- _Given information_
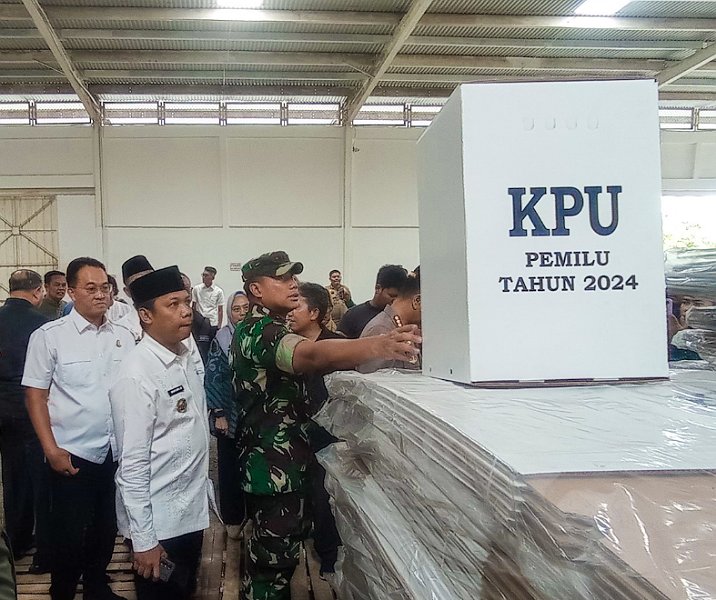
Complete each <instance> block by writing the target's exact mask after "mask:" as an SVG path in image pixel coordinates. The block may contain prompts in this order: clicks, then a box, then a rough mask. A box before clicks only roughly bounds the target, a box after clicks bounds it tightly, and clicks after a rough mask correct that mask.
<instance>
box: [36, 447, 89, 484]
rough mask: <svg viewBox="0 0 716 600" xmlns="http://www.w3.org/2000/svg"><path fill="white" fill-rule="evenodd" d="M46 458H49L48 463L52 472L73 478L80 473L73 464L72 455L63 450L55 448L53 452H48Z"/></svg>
mask: <svg viewBox="0 0 716 600" xmlns="http://www.w3.org/2000/svg"><path fill="white" fill-rule="evenodd" d="M45 456H46V457H47V462H49V463H50V466H51V467H52V470H53V471H55V472H57V473H59V474H60V475H64V476H65V477H72V476H73V475H77V473H79V472H80V470H79V469H76V468H75V466H74V465H73V464H72V457H71V456H70V453H69V452H67V450H64V449H63V448H55V449H54V450H52V451H51V452H48V453H47V454H46V455H45Z"/></svg>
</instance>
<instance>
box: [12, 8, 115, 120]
mask: <svg viewBox="0 0 716 600" xmlns="http://www.w3.org/2000/svg"><path fill="white" fill-rule="evenodd" d="M22 3H23V4H24V5H25V8H26V9H27V12H28V13H29V14H30V16H31V17H32V21H33V23H35V27H37V29H38V31H39V32H40V33H41V34H42V37H43V38H44V40H45V42H46V43H47V45H48V47H49V48H50V52H52V56H53V57H54V58H55V60H56V61H57V63H58V64H59V65H60V68H61V69H62V72H63V73H64V74H65V77H67V79H68V81H69V82H70V85H71V86H72V89H73V90H74V91H75V93H76V94H77V96H78V97H79V99H80V101H81V102H82V104H83V106H84V107H85V110H86V111H87V114H88V115H90V117H92V120H93V121H94V122H95V123H101V121H102V111H101V109H100V106H99V102H97V100H96V99H95V98H94V96H92V94H91V93H90V91H89V90H88V89H87V87H86V86H85V83H84V81H82V77H81V76H80V74H79V73H78V72H77V69H75V66H74V65H73V64H72V60H71V59H70V57H69V55H68V54H67V52H66V51H65V49H64V47H63V46H62V42H60V39H59V38H58V37H57V34H56V33H55V30H54V29H53V28H52V25H50V21H49V19H48V18H47V15H46V14H45V11H44V10H43V9H42V7H41V6H40V3H39V2H38V0H22Z"/></svg>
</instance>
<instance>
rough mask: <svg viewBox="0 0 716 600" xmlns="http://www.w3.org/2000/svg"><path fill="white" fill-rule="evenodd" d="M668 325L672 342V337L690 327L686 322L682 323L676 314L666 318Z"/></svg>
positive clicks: (668, 329) (671, 315)
mask: <svg viewBox="0 0 716 600" xmlns="http://www.w3.org/2000/svg"><path fill="white" fill-rule="evenodd" d="M666 325H667V333H668V336H669V343H671V339H672V338H673V337H674V336H675V335H676V334H677V333H679V331H681V330H683V329H688V327H687V326H686V324H682V323H681V322H680V321H679V319H677V318H676V317H675V316H674V315H669V316H668V317H667V319H666Z"/></svg>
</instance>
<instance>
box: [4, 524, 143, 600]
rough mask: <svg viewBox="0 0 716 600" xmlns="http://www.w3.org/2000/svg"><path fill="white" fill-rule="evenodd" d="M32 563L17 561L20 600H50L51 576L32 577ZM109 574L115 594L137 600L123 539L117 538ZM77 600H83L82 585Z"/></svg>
mask: <svg viewBox="0 0 716 600" xmlns="http://www.w3.org/2000/svg"><path fill="white" fill-rule="evenodd" d="M31 563H32V557H31V556H26V557H24V558H21V559H20V560H19V561H17V563H16V565H15V568H16V572H17V593H18V600H48V598H49V597H50V574H49V573H46V574H45V575H31V574H30V573H28V569H29V568H30V564H31ZM107 574H108V575H109V577H110V580H111V582H110V587H111V588H112V589H113V590H114V591H115V592H117V593H118V594H120V595H121V596H125V597H126V598H127V600H136V595H135V593H134V579H133V576H132V565H131V563H130V562H129V548H127V546H125V545H124V544H123V543H122V538H117V541H116V542H115V545H114V554H113V555H112V562H110V563H109V567H107ZM75 599H76V600H82V585H81V584H80V588H79V590H78V593H77V595H76V596H75Z"/></svg>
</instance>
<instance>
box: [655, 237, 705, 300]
mask: <svg viewBox="0 0 716 600" xmlns="http://www.w3.org/2000/svg"><path fill="white" fill-rule="evenodd" d="M664 269H665V273H666V288H667V291H668V294H669V295H671V296H684V295H694V296H705V297H709V298H711V297H714V296H715V295H716V248H680V249H674V250H669V251H668V252H667V253H666V262H665V265H664Z"/></svg>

- _Task statement_
Reproduce the material above word for word, leaving out the pictures.

- _Your solution_
Complete each <instance> block by writing the target's exact mask after "mask:" as an SVG path in image pixel coordinates. The block may contain prompts in this order: clicks, then a box, then a rough mask. A box before clicks only roughly bounds the target, a box after clicks bounds it tightly, and clicks after a rough mask correct that mask.
<instance>
box: [36, 447, 89, 484]
rough mask: <svg viewBox="0 0 716 600" xmlns="http://www.w3.org/2000/svg"><path fill="white" fill-rule="evenodd" d="M46 458H49L48 463L52 472L73 478L80 473L73 464L72 455L63 450L55 448L53 452H48Z"/></svg>
mask: <svg viewBox="0 0 716 600" xmlns="http://www.w3.org/2000/svg"><path fill="white" fill-rule="evenodd" d="M45 456H46V457H47V462H49V463H50V466H51V467H52V470H53V471H55V472H57V473H59V474H60V475H64V476H65V477H72V476H73V475H77V473H79V472H80V470H79V469H76V468H75V466H74V465H73V464H72V457H71V456H70V453H69V452H67V450H64V449H63V448H55V449H54V450H52V451H51V452H48V453H47V454H46V455H45Z"/></svg>
</instance>
<instance>
box: [12, 8, 115, 120]
mask: <svg viewBox="0 0 716 600" xmlns="http://www.w3.org/2000/svg"><path fill="white" fill-rule="evenodd" d="M22 3H23V4H24V5H25V8H26V9H27V12H28V13H29V14H30V16H31V17H32V21H33V23H35V27H37V29H38V31H39V32H40V33H41V34H42V37H43V38H44V40H45V42H46V43H47V45H48V47H49V48H50V52H52V56H53V57H54V58H55V60H56V61H57V63H58V64H59V65H60V68H61V69H62V72H63V73H64V74H65V77H67V79H68V81H69V82H70V85H71V86H72V89H73V90H74V91H75V93H76V94H77V96H78V97H79V99H80V101H81V102H82V104H83V106H84V107H85V110H86V111H87V114H88V115H90V117H92V120H93V121H94V122H95V123H101V121H102V111H101V109H100V106H99V102H97V100H96V99H95V98H94V96H92V94H91V93H90V91H89V90H88V89H87V87H86V86H85V83H84V81H82V77H81V76H80V74H79V73H78V72H77V69H75V66H74V65H73V64H72V60H71V59H70V57H69V55H68V54H67V52H66V51H65V49H64V47H63V46H62V42H60V39H59V38H58V37H57V34H56V33H55V30H54V29H53V28H52V25H50V21H49V19H48V18H47V15H46V14H45V11H44V10H43V9H42V7H41V6H40V3H39V2H38V0H22Z"/></svg>
</instance>
<instance>
rough mask: <svg viewBox="0 0 716 600" xmlns="http://www.w3.org/2000/svg"><path fill="white" fill-rule="evenodd" d="M668 325L672 342V337L690 327L686 322L682 323L676 314L666 318Z"/></svg>
positive clicks: (668, 329) (671, 315)
mask: <svg viewBox="0 0 716 600" xmlns="http://www.w3.org/2000/svg"><path fill="white" fill-rule="evenodd" d="M666 325H667V333H668V336H669V343H671V339H672V338H673V337H674V336H675V335H676V334H677V333H679V331H681V330H683V329H688V327H687V326H686V324H682V323H681V322H680V321H679V319H677V318H676V317H675V316H674V315H669V316H668V317H667V319H666Z"/></svg>
</instance>
<instance>
box: [4, 524, 143, 600]
rough mask: <svg viewBox="0 0 716 600" xmlns="http://www.w3.org/2000/svg"><path fill="white" fill-rule="evenodd" d="M32 563L17 561L20 600H50L51 576L32 577ZM109 574L115 594L137 600L123 539L117 538ZM77 600H83L82 585Z"/></svg>
mask: <svg viewBox="0 0 716 600" xmlns="http://www.w3.org/2000/svg"><path fill="white" fill-rule="evenodd" d="M31 563H32V557H31V556H26V557H24V558H21V559H20V560H19V561H17V563H16V565H15V568H16V572H17V593H18V600H48V598H49V597H50V574H49V573H46V574H45V575H31V574H30V573H28V569H29V568H30V564H31ZM107 574H108V575H109V577H110V580H111V582H110V587H111V588H112V589H113V590H114V591H115V592H117V593H118V594H120V595H121V596H125V597H126V598H127V600H136V595H135V593H134V579H133V576H132V565H131V563H130V562H129V548H127V546H125V545H124V544H123V543H122V538H117V541H116V542H115V545H114V554H113V555H112V562H110V563H109V567H107ZM75 599H76V600H82V585H81V584H80V588H79V590H78V593H77V595H76V596H75Z"/></svg>
</instance>
<instance>
box: [655, 237, 705, 300]
mask: <svg viewBox="0 0 716 600" xmlns="http://www.w3.org/2000/svg"><path fill="white" fill-rule="evenodd" d="M664 269H665V273H666V288H667V291H668V294H669V295H671V296H684V295H694V296H705V297H709V298H711V297H714V296H715V295H716V248H680V249H674V250H669V251H668V252H667V253H666V262H665V265H664Z"/></svg>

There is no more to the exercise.